EXERCISE DIRECTIONS |
Transcribe all of the material exactly.

(Data entries)

+ + + + + + +

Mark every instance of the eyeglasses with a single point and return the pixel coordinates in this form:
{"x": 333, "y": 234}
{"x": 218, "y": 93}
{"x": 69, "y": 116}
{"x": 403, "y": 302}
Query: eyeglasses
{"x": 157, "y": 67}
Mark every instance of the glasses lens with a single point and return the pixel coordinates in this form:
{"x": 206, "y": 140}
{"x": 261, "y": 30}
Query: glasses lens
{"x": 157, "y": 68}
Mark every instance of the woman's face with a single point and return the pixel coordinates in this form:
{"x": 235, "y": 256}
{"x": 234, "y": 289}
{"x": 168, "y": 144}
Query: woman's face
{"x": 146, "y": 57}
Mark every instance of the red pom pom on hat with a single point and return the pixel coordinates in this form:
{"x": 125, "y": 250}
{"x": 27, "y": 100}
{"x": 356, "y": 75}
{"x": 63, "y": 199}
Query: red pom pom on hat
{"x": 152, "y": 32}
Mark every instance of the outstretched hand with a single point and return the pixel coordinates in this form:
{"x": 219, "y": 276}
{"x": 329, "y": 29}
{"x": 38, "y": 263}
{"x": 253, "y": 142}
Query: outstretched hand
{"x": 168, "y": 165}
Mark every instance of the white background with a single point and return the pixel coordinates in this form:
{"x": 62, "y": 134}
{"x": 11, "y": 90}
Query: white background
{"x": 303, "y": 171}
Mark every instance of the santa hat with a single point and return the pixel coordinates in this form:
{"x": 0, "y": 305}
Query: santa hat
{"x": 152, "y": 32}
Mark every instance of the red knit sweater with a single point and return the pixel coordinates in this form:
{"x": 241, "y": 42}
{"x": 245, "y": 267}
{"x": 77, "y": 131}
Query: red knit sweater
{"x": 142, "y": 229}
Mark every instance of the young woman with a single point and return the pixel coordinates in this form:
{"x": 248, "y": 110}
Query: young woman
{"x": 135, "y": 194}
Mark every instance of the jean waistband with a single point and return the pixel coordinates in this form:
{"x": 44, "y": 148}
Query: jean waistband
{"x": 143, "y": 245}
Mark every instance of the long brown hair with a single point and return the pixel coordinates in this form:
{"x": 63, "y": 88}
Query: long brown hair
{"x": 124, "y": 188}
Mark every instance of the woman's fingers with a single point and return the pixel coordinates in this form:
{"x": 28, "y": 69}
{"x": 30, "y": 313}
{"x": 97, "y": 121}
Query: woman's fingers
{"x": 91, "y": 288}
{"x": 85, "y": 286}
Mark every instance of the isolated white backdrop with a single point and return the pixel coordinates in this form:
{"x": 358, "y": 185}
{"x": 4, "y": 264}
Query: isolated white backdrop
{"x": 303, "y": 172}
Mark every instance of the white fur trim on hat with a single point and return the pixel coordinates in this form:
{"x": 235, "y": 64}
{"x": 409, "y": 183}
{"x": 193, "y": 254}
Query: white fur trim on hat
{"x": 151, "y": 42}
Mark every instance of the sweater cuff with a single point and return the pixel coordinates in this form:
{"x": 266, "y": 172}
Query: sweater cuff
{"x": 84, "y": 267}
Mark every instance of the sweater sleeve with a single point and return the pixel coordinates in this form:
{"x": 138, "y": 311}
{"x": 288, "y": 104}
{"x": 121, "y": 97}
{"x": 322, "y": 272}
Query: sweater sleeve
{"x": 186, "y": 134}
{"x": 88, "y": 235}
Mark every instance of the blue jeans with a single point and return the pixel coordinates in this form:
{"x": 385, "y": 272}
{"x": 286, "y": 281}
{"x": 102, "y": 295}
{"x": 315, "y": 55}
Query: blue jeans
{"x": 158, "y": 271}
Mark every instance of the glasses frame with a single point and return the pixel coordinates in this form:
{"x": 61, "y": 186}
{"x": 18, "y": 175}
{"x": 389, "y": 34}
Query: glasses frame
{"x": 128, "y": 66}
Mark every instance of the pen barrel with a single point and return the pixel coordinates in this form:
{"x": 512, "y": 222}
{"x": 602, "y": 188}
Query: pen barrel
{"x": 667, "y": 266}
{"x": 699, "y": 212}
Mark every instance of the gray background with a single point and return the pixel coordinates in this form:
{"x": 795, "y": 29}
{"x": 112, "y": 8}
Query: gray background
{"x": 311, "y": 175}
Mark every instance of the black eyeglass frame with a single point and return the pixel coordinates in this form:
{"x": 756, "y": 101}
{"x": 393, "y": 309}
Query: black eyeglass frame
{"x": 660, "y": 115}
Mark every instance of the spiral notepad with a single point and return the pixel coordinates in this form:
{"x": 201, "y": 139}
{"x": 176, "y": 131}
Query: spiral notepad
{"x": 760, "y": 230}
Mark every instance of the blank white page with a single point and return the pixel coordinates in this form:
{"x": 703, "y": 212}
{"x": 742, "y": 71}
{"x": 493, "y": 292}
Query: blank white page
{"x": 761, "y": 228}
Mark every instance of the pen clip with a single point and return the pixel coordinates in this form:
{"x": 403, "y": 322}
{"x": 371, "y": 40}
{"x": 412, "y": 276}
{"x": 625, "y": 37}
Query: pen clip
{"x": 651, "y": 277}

+ + + + + + +

EXERCISE ANSWER |
Mark every instance of the eyeglasses with a single point and return the pixel coordinates in this form:
{"x": 333, "y": 234}
{"x": 218, "y": 93}
{"x": 69, "y": 116}
{"x": 403, "y": 302}
Query: eyeglasses
{"x": 157, "y": 67}
Mark every instance of the glasses lens with a single point and return the pixel coordinates in this form:
{"x": 206, "y": 140}
{"x": 261, "y": 30}
Query: glasses lens
{"x": 157, "y": 68}
Mark every instance of the woman's face with a single point and return the pixel coordinates in this form:
{"x": 235, "y": 256}
{"x": 234, "y": 289}
{"x": 168, "y": 144}
Query: woman's face
{"x": 146, "y": 57}
Mark every instance of the red pom pom on hat with a single point and return the pixel coordinates in this form:
{"x": 125, "y": 250}
{"x": 27, "y": 100}
{"x": 356, "y": 75}
{"x": 63, "y": 199}
Query: red pom pom on hat
{"x": 152, "y": 32}
Mark every instance of the outstretched hand with a single point and return the pixel coordinates in this form:
{"x": 219, "y": 276}
{"x": 329, "y": 29}
{"x": 38, "y": 263}
{"x": 253, "y": 142}
Query: outstretched hand
{"x": 168, "y": 165}
Mark every instance of the white background with a single point and return the pixel coordinates in this form:
{"x": 62, "y": 134}
{"x": 11, "y": 90}
Query: white background
{"x": 303, "y": 171}
Mark every instance of the santa hat with a single point and return the pixel coordinates in this form:
{"x": 0, "y": 305}
Query: santa hat
{"x": 152, "y": 32}
Mark every instance of the red knit sweater with a single point and return the pixel coordinates in this form:
{"x": 241, "y": 42}
{"x": 245, "y": 267}
{"x": 77, "y": 131}
Query: red knit sweater
{"x": 142, "y": 229}
Mark every instance of the young woman with a single point and return the pixel coordinates in this form:
{"x": 248, "y": 110}
Query: young woman
{"x": 135, "y": 194}
Mark every instance of the jean waistband with a single point and return the pixel coordinates in this form:
{"x": 44, "y": 148}
Query: jean waistband
{"x": 143, "y": 245}
Mark every instance of the long brown hair with a single point and return the pixel coordinates in this form:
{"x": 63, "y": 88}
Query: long brown hair
{"x": 124, "y": 188}
Mark every instance of the woman's fingers with a single point and return the pixel coordinates in this form:
{"x": 28, "y": 69}
{"x": 30, "y": 313}
{"x": 97, "y": 121}
Query: woman's fingers
{"x": 91, "y": 288}
{"x": 85, "y": 286}
Mark every instance of the isolated white backdrop with a single point and return the pixel coordinates in this form:
{"x": 358, "y": 185}
{"x": 4, "y": 264}
Query: isolated white backdrop
{"x": 303, "y": 172}
Mark every instance of the white fur trim on hat with a single point and return the pixel coordinates in this form:
{"x": 235, "y": 64}
{"x": 409, "y": 183}
{"x": 193, "y": 254}
Query: white fur trim on hat
{"x": 151, "y": 42}
Mark every instance of the sweater cuff with a single point and return the pixel coordinates in this form:
{"x": 266, "y": 172}
Query: sweater cuff
{"x": 84, "y": 267}
Mark every instance of the sweater sleeve with a single point and return the pixel coordinates in this form:
{"x": 138, "y": 311}
{"x": 288, "y": 104}
{"x": 121, "y": 97}
{"x": 322, "y": 272}
Query: sweater sleeve
{"x": 186, "y": 134}
{"x": 88, "y": 235}
Mark every instance of the blue jeans with a single point and return the pixel coordinates in this form:
{"x": 385, "y": 272}
{"x": 286, "y": 281}
{"x": 102, "y": 295}
{"x": 315, "y": 55}
Query: blue jeans
{"x": 158, "y": 271}
Mark every instance of the glasses frame with a single point and return the pixel coordinates in this form:
{"x": 61, "y": 186}
{"x": 18, "y": 175}
{"x": 389, "y": 34}
Query: glasses frame
{"x": 128, "y": 66}
Mark every instance of the pen barrel with a single point and return the pixel coordinates in this form:
{"x": 512, "y": 222}
{"x": 602, "y": 188}
Query: pen barrel
{"x": 667, "y": 266}
{"x": 699, "y": 212}
Mark every instance of the gray background with a single point and return the pixel coordinates in this form:
{"x": 795, "y": 29}
{"x": 112, "y": 8}
Query: gray background
{"x": 311, "y": 175}
Mark every instance of the black eyeglass frame with a single point and return the pixel coordinates in this form:
{"x": 756, "y": 101}
{"x": 393, "y": 309}
Query: black eyeglass frame
{"x": 660, "y": 115}
Mark every instance of the spiral notepad with a single point and return the pixel coordinates in this form:
{"x": 201, "y": 139}
{"x": 176, "y": 131}
Query: spiral notepad
{"x": 760, "y": 230}
Mark every instance of the blank white page with a single point and return the pixel coordinates in this form:
{"x": 703, "y": 212}
{"x": 742, "y": 71}
{"x": 493, "y": 292}
Query: blank white page
{"x": 761, "y": 228}
Mark every instance of the pen clip with a single point and return the pixel coordinates in this form:
{"x": 403, "y": 322}
{"x": 371, "y": 40}
{"x": 412, "y": 276}
{"x": 625, "y": 37}
Query: pen clip
{"x": 651, "y": 277}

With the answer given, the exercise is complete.